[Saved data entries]

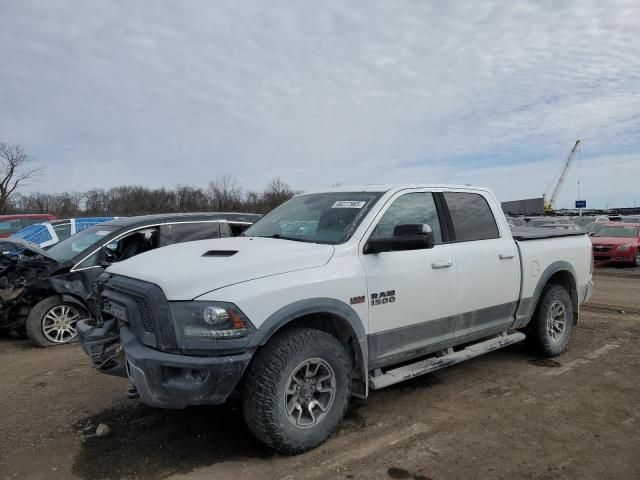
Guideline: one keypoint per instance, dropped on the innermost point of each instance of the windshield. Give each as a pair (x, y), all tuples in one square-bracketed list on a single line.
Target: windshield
[(582, 221), (78, 243), (616, 231), (318, 217)]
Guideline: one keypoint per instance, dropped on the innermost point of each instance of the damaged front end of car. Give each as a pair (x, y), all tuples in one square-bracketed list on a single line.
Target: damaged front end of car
[(20, 277), (100, 336)]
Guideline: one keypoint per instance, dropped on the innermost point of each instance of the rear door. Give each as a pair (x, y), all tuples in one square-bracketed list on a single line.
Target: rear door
[(488, 265), (411, 294)]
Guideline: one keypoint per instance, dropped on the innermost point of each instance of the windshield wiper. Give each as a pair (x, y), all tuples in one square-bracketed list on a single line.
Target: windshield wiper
[(284, 237)]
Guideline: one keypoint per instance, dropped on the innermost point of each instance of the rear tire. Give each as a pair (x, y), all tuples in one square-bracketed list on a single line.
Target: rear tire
[(52, 321), (550, 329), (297, 390)]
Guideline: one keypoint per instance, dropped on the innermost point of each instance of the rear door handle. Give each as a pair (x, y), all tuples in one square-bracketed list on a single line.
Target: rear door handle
[(444, 264)]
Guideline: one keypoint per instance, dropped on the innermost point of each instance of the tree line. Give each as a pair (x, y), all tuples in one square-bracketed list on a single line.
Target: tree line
[(222, 194)]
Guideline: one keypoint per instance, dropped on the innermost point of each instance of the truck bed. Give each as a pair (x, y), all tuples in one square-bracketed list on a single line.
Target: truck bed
[(522, 234)]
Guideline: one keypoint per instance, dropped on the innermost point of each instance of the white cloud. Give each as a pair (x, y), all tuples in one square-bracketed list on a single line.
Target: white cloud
[(484, 92)]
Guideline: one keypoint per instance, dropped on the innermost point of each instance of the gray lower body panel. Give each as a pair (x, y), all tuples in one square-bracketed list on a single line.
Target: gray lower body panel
[(405, 343), (421, 367)]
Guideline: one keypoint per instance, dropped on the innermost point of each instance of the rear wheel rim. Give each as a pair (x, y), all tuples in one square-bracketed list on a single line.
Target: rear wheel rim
[(59, 323), (556, 321), (310, 392)]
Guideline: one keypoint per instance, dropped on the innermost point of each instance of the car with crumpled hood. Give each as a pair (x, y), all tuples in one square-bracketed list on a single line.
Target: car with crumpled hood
[(44, 293)]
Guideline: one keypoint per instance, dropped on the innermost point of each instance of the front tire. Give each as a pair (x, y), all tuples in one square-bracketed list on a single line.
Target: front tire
[(52, 321), (550, 329), (297, 390)]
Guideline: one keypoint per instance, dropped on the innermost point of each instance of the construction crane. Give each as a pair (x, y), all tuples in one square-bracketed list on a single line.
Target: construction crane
[(550, 202)]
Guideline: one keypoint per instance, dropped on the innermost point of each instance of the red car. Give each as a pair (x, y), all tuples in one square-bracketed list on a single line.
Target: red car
[(10, 224), (617, 243)]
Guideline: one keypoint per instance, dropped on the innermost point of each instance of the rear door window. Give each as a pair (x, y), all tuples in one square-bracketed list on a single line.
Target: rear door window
[(471, 216), (189, 232), (30, 221)]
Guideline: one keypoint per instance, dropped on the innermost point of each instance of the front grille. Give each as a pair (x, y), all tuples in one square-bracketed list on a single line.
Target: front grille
[(143, 307), (146, 315)]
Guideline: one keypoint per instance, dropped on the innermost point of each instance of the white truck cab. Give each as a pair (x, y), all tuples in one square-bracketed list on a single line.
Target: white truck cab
[(333, 294)]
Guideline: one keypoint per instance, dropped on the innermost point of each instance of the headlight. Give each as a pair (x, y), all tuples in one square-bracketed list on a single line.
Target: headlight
[(200, 320)]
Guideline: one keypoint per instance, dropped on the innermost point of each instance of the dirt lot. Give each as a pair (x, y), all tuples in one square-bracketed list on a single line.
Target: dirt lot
[(504, 415)]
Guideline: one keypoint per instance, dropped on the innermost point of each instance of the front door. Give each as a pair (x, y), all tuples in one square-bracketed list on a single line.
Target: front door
[(412, 294)]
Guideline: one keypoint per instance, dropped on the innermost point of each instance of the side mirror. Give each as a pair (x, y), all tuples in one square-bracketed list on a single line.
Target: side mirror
[(405, 237), (108, 258)]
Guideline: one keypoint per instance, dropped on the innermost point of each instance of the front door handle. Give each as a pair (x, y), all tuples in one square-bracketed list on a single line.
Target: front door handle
[(444, 264)]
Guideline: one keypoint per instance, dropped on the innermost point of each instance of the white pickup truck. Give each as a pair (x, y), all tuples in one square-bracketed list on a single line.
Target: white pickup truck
[(331, 295)]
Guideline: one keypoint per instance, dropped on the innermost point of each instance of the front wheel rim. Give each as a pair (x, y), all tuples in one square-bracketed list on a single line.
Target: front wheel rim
[(59, 324), (310, 392), (556, 321)]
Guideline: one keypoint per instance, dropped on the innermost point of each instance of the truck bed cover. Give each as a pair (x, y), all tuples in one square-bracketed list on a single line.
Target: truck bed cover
[(522, 234)]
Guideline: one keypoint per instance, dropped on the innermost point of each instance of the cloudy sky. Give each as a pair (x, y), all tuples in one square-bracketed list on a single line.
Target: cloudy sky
[(161, 92)]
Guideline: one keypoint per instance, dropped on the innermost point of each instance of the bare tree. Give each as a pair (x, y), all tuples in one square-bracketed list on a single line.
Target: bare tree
[(15, 172), (225, 194)]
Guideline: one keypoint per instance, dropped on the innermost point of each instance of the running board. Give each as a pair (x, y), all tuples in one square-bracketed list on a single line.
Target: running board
[(431, 364)]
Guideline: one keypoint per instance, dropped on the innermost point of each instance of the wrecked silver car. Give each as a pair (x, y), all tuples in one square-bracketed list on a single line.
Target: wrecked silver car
[(44, 293)]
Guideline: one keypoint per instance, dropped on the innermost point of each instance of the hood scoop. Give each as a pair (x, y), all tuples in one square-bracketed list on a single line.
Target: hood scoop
[(220, 253)]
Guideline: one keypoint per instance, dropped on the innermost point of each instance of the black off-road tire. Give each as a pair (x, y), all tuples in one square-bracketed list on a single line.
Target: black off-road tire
[(540, 338), (36, 317), (263, 401)]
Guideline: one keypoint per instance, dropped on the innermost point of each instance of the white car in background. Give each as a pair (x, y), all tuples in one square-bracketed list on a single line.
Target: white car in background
[(47, 234)]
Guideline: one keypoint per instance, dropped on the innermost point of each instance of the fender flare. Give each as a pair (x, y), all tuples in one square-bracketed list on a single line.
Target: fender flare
[(301, 308), (527, 306)]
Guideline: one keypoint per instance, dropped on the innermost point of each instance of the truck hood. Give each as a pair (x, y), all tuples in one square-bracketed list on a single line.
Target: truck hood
[(185, 271)]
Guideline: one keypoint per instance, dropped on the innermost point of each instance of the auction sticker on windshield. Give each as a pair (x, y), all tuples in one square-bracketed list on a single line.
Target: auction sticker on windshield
[(348, 204)]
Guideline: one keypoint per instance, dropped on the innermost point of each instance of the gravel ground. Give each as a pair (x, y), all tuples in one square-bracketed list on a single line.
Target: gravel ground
[(503, 415)]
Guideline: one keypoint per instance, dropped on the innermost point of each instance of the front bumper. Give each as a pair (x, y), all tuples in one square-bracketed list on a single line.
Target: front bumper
[(168, 380)]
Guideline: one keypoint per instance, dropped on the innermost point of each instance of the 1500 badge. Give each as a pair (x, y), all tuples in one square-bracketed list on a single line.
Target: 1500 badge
[(383, 297)]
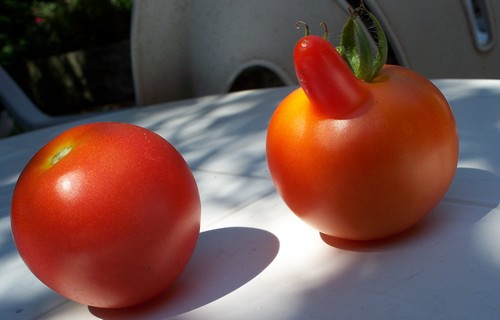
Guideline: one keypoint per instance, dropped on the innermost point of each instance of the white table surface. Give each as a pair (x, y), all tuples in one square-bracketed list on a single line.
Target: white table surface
[(256, 260)]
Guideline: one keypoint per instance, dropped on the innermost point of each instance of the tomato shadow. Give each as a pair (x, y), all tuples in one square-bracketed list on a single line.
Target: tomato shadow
[(224, 260)]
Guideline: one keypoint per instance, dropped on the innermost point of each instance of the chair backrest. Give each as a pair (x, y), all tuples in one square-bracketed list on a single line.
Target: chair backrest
[(445, 38)]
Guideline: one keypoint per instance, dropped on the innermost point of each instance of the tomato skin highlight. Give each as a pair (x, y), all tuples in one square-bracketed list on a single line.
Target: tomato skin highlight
[(369, 174), (111, 224)]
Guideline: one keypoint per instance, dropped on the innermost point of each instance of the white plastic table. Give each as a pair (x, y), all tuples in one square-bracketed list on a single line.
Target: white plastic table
[(256, 260)]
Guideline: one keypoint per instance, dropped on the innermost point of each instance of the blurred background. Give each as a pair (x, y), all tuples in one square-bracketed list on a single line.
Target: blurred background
[(68, 56)]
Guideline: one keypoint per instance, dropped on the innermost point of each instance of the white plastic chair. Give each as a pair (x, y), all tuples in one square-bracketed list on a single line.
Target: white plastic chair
[(23, 110), (186, 48)]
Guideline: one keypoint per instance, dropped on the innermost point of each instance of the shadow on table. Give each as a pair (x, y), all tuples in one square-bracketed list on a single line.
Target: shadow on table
[(446, 267), (224, 260)]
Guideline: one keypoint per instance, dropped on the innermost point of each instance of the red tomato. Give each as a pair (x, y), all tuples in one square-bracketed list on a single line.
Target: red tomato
[(106, 214), (355, 159)]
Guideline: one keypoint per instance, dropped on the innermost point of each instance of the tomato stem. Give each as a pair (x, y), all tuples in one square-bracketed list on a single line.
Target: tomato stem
[(364, 55)]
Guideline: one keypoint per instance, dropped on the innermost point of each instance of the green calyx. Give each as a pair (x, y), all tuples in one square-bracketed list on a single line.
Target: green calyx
[(364, 55)]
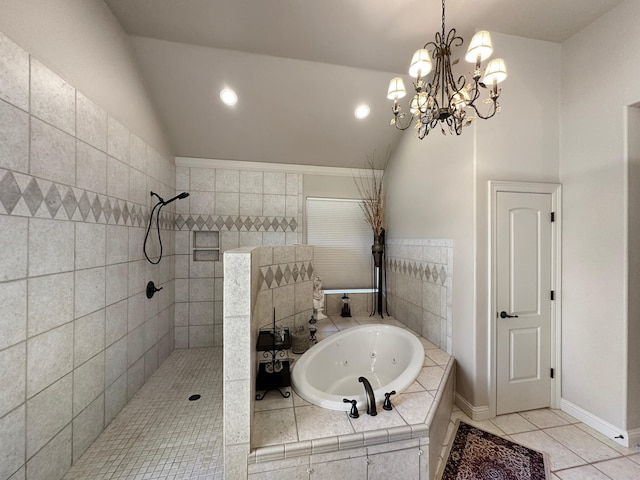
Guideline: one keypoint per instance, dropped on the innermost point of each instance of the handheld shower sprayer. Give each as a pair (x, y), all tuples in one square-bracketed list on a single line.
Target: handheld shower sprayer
[(161, 203)]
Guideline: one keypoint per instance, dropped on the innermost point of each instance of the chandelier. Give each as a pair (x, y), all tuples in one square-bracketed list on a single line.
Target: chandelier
[(443, 99)]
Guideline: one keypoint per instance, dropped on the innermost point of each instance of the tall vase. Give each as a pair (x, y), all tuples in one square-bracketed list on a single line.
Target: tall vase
[(376, 250)]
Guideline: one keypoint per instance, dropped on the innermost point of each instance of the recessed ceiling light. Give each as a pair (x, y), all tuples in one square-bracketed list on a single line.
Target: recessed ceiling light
[(362, 111), (228, 96)]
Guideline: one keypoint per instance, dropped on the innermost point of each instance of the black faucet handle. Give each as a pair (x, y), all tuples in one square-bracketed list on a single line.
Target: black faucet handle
[(354, 409), (387, 401)]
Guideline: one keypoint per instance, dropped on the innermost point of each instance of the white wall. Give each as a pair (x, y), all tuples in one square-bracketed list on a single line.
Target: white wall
[(633, 269), (437, 188), (82, 41), (599, 78)]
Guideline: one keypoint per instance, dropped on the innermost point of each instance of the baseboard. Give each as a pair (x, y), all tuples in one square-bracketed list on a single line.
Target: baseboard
[(473, 412), (634, 437), (614, 433)]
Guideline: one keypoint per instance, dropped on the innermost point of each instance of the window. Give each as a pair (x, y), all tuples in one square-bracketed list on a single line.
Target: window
[(342, 241)]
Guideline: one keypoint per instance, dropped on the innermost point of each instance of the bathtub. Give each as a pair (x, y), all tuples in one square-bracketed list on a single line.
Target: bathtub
[(389, 357)]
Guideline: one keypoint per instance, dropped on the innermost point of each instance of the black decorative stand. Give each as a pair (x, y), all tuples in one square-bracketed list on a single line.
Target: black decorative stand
[(379, 276), (273, 373)]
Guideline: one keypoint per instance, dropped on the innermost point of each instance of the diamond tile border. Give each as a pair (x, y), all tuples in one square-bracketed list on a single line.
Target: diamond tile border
[(28, 196), (427, 272), (236, 223), (274, 276)]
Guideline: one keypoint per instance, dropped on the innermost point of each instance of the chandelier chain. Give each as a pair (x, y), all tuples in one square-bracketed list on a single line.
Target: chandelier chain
[(443, 26)]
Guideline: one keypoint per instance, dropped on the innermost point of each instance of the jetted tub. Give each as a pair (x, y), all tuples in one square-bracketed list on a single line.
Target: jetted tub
[(389, 357)]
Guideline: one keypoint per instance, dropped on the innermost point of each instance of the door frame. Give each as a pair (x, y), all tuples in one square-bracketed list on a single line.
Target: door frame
[(555, 190)]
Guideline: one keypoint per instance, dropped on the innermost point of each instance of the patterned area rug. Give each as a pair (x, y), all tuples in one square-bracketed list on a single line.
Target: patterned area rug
[(478, 455)]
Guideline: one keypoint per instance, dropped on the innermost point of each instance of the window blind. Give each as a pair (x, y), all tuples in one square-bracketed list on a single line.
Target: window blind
[(342, 242)]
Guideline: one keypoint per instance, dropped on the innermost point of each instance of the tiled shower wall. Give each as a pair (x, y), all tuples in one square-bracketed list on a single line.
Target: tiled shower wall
[(264, 279), (246, 208), (419, 287), (78, 336)]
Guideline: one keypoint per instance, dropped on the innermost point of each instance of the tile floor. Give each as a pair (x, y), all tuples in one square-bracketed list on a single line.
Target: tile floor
[(574, 450), (160, 434)]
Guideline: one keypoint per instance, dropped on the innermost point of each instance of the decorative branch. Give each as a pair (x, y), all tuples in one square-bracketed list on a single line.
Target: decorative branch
[(369, 187)]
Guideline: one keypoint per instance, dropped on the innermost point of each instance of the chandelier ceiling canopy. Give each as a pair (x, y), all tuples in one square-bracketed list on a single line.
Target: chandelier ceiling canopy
[(444, 99)]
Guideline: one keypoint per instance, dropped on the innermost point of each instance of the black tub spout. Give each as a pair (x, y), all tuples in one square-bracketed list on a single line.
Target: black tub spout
[(371, 399)]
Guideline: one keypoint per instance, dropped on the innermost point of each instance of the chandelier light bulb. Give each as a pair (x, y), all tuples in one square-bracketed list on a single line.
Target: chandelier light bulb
[(480, 47), (362, 111), (396, 89), (228, 97), (496, 72)]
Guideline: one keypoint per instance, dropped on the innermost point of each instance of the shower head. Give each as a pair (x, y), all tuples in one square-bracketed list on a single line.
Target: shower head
[(163, 202), (177, 197)]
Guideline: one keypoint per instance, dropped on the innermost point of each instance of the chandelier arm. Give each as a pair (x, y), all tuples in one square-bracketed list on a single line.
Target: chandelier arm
[(492, 110), (398, 117)]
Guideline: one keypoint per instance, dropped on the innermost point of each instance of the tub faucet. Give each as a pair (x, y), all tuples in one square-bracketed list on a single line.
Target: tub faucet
[(371, 399)]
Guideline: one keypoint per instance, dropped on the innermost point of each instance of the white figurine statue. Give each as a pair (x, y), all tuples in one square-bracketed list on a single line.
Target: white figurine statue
[(318, 299)]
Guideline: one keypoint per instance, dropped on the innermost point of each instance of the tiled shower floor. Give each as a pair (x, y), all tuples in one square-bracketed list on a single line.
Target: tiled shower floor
[(160, 434)]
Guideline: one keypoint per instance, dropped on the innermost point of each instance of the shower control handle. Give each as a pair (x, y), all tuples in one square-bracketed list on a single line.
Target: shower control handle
[(151, 289)]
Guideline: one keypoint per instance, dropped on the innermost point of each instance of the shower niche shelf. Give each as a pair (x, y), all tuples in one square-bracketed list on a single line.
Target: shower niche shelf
[(206, 246)]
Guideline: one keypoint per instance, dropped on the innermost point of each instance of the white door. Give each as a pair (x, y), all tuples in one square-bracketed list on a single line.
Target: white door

Request:
Print the lines of the records above verbatim, starting at the line containing "the shower head." and ending at the line containing "[(163, 202), (177, 197)]", with both of those lines included.

Full response:
Guideline: one keypoint per instance, dropped on the innermost point of each instance of the shower head. Give each as a pair (x, y), all tuples in one square-bracketed list on a single line.
Target: shower head
[(163, 202), (177, 197)]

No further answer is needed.